> STATED TASK
Return every line of the rows below that contains the string "drop". Treat uppercase and lowercase as different.
— Start of MATERIAL FOR THIS EXERCISE —
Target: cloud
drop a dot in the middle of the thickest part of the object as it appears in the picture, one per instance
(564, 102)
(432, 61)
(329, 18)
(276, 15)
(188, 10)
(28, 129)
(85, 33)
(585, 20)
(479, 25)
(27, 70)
— End of MATERIAL FOR THIS EXERCISE —
> EXERCISE ANSWER
drop a dot in the middle of the thickest part of the object as it appears in the picture, one per instance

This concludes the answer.